Problem> Format the lines below as a JSON list of strings, one string per line, omitting any blank lines.

------------------------------------------------

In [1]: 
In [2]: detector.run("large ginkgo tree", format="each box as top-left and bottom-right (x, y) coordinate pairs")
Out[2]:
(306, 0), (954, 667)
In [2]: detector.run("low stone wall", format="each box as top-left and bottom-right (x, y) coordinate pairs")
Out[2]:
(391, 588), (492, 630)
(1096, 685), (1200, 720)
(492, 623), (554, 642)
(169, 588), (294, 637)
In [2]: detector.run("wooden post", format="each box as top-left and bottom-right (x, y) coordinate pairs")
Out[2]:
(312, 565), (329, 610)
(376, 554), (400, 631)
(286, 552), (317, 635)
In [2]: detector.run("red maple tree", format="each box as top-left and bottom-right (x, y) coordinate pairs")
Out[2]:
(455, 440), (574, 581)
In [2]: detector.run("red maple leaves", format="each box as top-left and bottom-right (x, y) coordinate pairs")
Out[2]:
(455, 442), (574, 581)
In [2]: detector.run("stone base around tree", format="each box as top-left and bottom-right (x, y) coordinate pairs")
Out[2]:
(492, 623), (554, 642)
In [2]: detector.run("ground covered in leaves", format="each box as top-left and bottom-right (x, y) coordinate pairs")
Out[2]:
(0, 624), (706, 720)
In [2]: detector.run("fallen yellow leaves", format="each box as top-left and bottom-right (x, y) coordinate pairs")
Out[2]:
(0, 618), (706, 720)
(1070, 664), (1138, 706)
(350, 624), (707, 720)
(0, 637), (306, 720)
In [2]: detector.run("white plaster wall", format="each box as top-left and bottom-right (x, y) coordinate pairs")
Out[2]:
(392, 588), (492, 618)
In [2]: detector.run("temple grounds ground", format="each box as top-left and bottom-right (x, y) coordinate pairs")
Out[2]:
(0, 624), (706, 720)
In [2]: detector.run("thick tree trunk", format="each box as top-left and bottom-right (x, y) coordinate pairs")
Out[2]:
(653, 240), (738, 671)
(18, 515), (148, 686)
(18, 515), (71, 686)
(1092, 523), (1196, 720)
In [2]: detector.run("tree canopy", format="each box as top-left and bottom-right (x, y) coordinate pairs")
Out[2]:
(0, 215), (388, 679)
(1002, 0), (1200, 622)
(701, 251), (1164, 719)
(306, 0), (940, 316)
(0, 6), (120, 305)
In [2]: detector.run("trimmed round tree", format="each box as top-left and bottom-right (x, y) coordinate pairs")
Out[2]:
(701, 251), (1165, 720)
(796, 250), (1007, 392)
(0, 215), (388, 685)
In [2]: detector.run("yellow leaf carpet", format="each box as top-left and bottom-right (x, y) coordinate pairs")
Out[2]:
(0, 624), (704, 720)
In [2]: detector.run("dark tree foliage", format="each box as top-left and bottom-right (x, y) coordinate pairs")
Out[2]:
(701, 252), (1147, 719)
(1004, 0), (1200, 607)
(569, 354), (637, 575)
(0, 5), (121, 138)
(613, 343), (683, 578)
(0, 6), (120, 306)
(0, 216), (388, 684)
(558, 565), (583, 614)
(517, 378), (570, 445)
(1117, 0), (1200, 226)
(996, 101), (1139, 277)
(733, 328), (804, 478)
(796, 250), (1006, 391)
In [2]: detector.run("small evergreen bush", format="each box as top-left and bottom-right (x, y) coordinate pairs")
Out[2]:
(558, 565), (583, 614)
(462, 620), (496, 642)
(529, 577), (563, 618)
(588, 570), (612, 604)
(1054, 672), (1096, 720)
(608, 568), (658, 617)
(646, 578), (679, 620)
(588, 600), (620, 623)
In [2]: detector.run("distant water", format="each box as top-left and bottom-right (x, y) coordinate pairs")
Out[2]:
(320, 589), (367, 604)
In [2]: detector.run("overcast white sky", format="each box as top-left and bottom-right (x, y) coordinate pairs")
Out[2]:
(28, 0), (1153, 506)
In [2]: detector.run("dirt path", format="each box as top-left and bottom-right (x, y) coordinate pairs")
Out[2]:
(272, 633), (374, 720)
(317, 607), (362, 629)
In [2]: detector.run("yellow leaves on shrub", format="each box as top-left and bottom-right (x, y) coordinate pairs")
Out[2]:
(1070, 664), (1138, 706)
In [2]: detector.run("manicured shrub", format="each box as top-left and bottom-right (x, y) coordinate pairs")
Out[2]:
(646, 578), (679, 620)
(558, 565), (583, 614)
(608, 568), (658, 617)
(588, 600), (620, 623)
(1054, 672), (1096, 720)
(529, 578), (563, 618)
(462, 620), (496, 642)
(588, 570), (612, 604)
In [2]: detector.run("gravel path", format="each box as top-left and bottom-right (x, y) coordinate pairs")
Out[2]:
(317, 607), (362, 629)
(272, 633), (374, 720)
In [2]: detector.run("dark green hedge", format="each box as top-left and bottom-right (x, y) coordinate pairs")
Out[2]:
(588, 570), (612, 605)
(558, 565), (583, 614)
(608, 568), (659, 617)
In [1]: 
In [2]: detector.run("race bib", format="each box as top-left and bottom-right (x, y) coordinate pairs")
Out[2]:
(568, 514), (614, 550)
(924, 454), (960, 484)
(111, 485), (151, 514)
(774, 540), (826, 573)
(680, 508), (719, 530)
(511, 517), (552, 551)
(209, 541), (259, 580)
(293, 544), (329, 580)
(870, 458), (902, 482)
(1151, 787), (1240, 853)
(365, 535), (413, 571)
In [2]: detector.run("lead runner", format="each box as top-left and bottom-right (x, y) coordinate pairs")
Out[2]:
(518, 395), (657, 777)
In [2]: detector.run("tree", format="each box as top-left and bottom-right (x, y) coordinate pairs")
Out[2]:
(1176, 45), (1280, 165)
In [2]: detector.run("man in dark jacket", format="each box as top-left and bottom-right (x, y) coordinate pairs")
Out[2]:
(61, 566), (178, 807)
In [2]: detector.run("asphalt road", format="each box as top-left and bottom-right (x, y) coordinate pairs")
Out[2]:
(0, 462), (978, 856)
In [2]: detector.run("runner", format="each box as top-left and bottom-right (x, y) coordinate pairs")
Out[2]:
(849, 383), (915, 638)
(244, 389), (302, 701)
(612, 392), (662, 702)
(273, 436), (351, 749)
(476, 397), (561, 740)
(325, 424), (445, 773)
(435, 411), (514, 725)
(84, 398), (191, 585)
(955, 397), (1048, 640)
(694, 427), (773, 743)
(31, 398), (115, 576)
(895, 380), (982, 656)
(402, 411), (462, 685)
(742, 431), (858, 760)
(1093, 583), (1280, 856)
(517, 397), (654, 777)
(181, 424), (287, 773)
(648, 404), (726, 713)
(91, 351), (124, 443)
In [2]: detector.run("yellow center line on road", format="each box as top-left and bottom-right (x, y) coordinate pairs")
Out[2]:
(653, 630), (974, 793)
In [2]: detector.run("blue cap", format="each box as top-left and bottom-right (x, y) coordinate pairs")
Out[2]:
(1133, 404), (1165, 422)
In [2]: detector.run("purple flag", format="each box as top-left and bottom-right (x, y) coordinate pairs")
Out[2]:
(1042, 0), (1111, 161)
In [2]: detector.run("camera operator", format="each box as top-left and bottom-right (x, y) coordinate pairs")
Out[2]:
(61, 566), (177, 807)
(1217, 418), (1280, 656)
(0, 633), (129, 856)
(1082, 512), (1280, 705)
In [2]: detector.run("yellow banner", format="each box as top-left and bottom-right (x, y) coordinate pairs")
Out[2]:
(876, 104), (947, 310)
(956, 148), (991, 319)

------------------------------------------------

Completed exercise>
[
  "In [1]: ",
  "In [2]: detector.run(\"large ginkgo tree\", format=\"each box as top-left and bottom-right (x, y) coordinate pairs\")",
  "Out[2]:",
  "(306, 0), (954, 667)",
  "In [2]: detector.run(\"low stone wall\", format=\"each box as top-left and bottom-right (x, y) coordinate pairs\")",
  "Out[2]:",
  "(391, 588), (492, 630)",
  "(1096, 685), (1200, 720)",
  "(492, 623), (554, 642)",
  "(169, 588), (294, 637)",
  "In [2]: detector.run(\"wooden post\", format=\"each box as top-left and bottom-right (x, y) coordinate pairs\")",
  "Out[2]:",
  "(312, 565), (329, 610)",
  "(376, 554), (400, 631)",
  "(286, 552), (317, 635)",
  "In [2]: detector.run(\"red maple tree\", format=\"each box as top-left and bottom-right (x, y) coordinate pairs\")",
  "Out[2]:",
  "(455, 440), (574, 581)",
  "In [2]: detector.run(\"red maple leaves\", format=\"each box as top-left and bottom-right (x, y) coordinate pairs\")",
  "Out[2]:",
  "(455, 442), (574, 581)",
  "In [2]: detector.run(\"stone base around tree\", format=\"each box as top-left and bottom-right (x, y) coordinate pairs\")",
  "Out[2]:",
  "(492, 623), (554, 642)",
  "In [2]: detector.run(\"ground covered in leaves\", format=\"each box as top-left and bottom-right (x, y) coordinate pairs\")",
  "Out[2]:",
  "(0, 624), (706, 720)",
  "In [2]: detector.run(\"fallen yellow leaves\", format=\"each box as top-left and bottom-right (x, y) coordinate pairs\")",
  "Out[2]:",
  "(0, 618), (706, 720)",
  "(1070, 664), (1138, 706)",
  "(350, 624), (707, 720)",
  "(0, 637), (306, 720)",
  "In [2]: detector.run(\"white plaster wall\", format=\"each box as top-left and bottom-right (x, y) coordinate pairs\")",
  "Out[2]:",
  "(392, 588), (492, 618)",
  "In [2]: detector.run(\"temple grounds ground\", format=\"each box as top-left and bottom-right (x, y) coordinate pairs\")",
  "Out[2]:",
  "(0, 624), (706, 720)",
  "In [2]: detector.run(\"thick tree trunk\", format=\"each box as top-left and bottom-right (x, y) coordinate pairs\")",
  "Out[2]:",
  "(653, 240), (738, 671)",
  "(18, 515), (148, 686)",
  "(18, 515), (71, 686)",
  "(1092, 523), (1196, 720)",
  "In [2]: detector.run(\"tree canopy\", format=\"each box as top-left and bottom-right (x, y) coordinate pairs\")",
  "Out[2]:",
  "(0, 215), (388, 679)",
  "(1002, 0), (1200, 622)",
  "(701, 251), (1164, 719)",
  "(306, 0), (940, 316)",
  "(0, 6), (120, 305)",
  "In [2]: detector.run(\"trimmed round tree\", format=\"each box as top-left and bottom-right (x, y) coordinate pairs\")",
  "Out[2]:",
  "(701, 251), (1165, 720)",
  "(796, 250), (1007, 392)",
  "(0, 215), (388, 685)",
  "In [2]: detector.run(\"yellow leaf carpet\", format=\"each box as top-left and bottom-right (x, y) coordinate pairs\")",
  "Out[2]:",
  "(0, 624), (704, 720)",
  "In [2]: detector.run(\"dark tree foliage\", format=\"each box as top-left and bottom-right (x, y) coordinate pairs\")",
  "Out[2]:",
  "(701, 252), (1147, 719)",
  "(1004, 0), (1200, 607)",
  "(569, 354), (637, 575)",
  "(0, 5), (121, 138)",
  "(613, 343), (683, 578)",
  "(0, 6), (120, 306)",
  "(0, 216), (388, 684)",
  "(558, 565), (583, 614)",
  "(517, 378), (570, 445)",
  "(1117, 0), (1200, 226)",
  "(996, 101), (1139, 277)",
  "(733, 328), (804, 478)",
  "(796, 250), (1006, 391)",
  "In [2]: detector.run(\"small evergreen bush\", format=\"each box as top-left and bottom-right (x, y) coordinate pairs\")",
  "Out[2]:",
  "(558, 565), (583, 614)",
  "(462, 620), (496, 642)",
  "(529, 577), (563, 618)",
  "(588, 570), (612, 604)",
  "(1054, 672), (1096, 720)",
  "(608, 568), (658, 617)",
  "(646, 578), (679, 620)",
  "(588, 600), (620, 623)",
  "In [2]: detector.run(\"distant water\", format=\"each box as top-left and bottom-right (x, y) coordinate pairs\")",
  "Out[2]:",
  "(320, 589), (367, 604)",
  "In [2]: detector.run(\"overcast white sky\", format=\"each box as top-left and bottom-right (x, y) coordinate pairs\")",
  "Out[2]:",
  "(28, 0), (1153, 506)",
  "In [2]: detector.run(\"dirt path\", format=\"each box as top-left and bottom-right (x, y) coordinate pairs\")",
  "Out[2]:",
  "(272, 633), (374, 720)",
  "(317, 607), (362, 629)",
  "In [2]: detector.run(\"yellow leaves on shrub\", format=\"each box as top-left and bottom-right (x, y) coordinate pairs\")",
  "Out[2]:",
  "(1070, 664), (1138, 706)",
  "In [2]: detector.run(\"manicured shrub\", format=\"each box as top-left and bottom-right (x, y) coordinate pairs\")",
  "Out[2]:",
  "(646, 578), (679, 620)",
  "(558, 565), (583, 614)",
  "(608, 568), (658, 617)",
  "(588, 600), (620, 623)",
  "(1054, 672), (1096, 720)",
  "(529, 578), (563, 618)",
  "(462, 620), (496, 642)",
  "(588, 570), (612, 604)",
  "In [2]: detector.run(\"gravel path\", format=\"each box as top-left and bottom-right (x, y) coordinate pairs\")",
  "Out[2]:",
  "(317, 607), (362, 629)",
  "(272, 633), (374, 720)",
  "In [2]: detector.run(\"dark green hedge\", format=\"each box as top-left and bottom-right (x, y) coordinate pairs\")",
  "Out[2]:",
  "(588, 570), (612, 605)",
  "(558, 565), (583, 614)",
  "(608, 568), (659, 617)",
  "In [1]: ",
  "In [2]: detector.run(\"race bib\", format=\"each box as top-left and bottom-right (x, y) coordinate pairs\")",
  "Out[2]:",
  "(568, 514), (614, 550)",
  "(924, 454), (960, 484)",
  "(111, 485), (151, 514)",
  "(774, 540), (826, 573)",
  "(680, 508), (719, 530)",
  "(511, 517), (552, 551)",
  "(209, 541), (259, 580)",
  "(293, 544), (329, 580)",
  "(870, 458), (902, 482)",
  "(1151, 787), (1240, 853)",
  "(365, 535), (413, 571)",
  "In [2]: detector.run(\"lead runner\", format=\"each box as top-left and bottom-right (x, y) coordinate pairs\")",
  "Out[2]:",
  "(518, 395), (657, 777)",
  "In [2]: detector.run(\"tree\", format=\"each box as top-left and bottom-right (x, y) coordinate pairs\")",
  "Out[2]:",
  "(1176, 45), (1280, 165)",
  "In [2]: detector.run(\"man in dark jacket\", format=\"each box as top-left and bottom-right (x, y) coordinate pairs\")",
  "Out[2]:",
  "(61, 566), (178, 807)",
  "In [2]: detector.run(\"asphalt road\", format=\"each box as top-left and bottom-right (x, y) coordinate pairs\")",
  "Out[2]:",
  "(0, 462), (978, 856)",
  "In [2]: detector.run(\"runner\", format=\"each box as top-left and bottom-right (x, y) coordinate pairs\")",
  "Out[2]:",
  "(849, 383), (915, 638)",
  "(244, 389), (302, 701)",
  "(612, 392), (662, 702)",
  "(273, 436), (351, 749)",
  "(476, 397), (561, 740)",
  "(325, 424), (445, 773)",
  "(435, 411), (514, 725)",
  "(84, 398), (191, 585)",
  "(955, 397), (1048, 640)",
  "(694, 427), (773, 743)",
  "(31, 398), (115, 576)",
  "(895, 380), (982, 656)",
  "(402, 411), (462, 685)",
  "(742, 431), (858, 760)",
  "(1093, 583), (1280, 856)",
  "(517, 397), (654, 777)",
  "(181, 424), (287, 773)",
  "(648, 404), (726, 713)",
  "(91, 351), (124, 443)",
  "In [2]: detector.run(\"yellow center line on road\", format=\"each box as top-left and bottom-right (x, y) coordinate pairs\")",
  "Out[2]:",
  "(653, 630), (974, 793)",
  "In [2]: detector.run(\"blue cap\", format=\"each box as top-left and bottom-right (x, y) coordinate pairs\")",
  "Out[2]:",
  "(1133, 404), (1165, 422)",
  "In [2]: detector.run(\"purple flag\", format=\"each box as top-left and bottom-right (x, y) coordinate pairs\")",
  "Out[2]:",
  "(1042, 0), (1111, 161)",
  "In [2]: detector.run(\"camera operator\", format=\"each box as top-left and bottom-right (x, y) coordinate pairs\")",
  "Out[2]:",
  "(61, 566), (177, 807)",
  "(1217, 418), (1280, 656)",
  "(0, 633), (129, 856)",
  "(1082, 512), (1280, 705)",
  "In [2]: detector.run(\"yellow banner\", format=\"each box as top-left and bottom-right (x, y) coordinate pairs\")",
  "Out[2]:",
  "(876, 104), (947, 310)",
  "(956, 148), (991, 319)"
]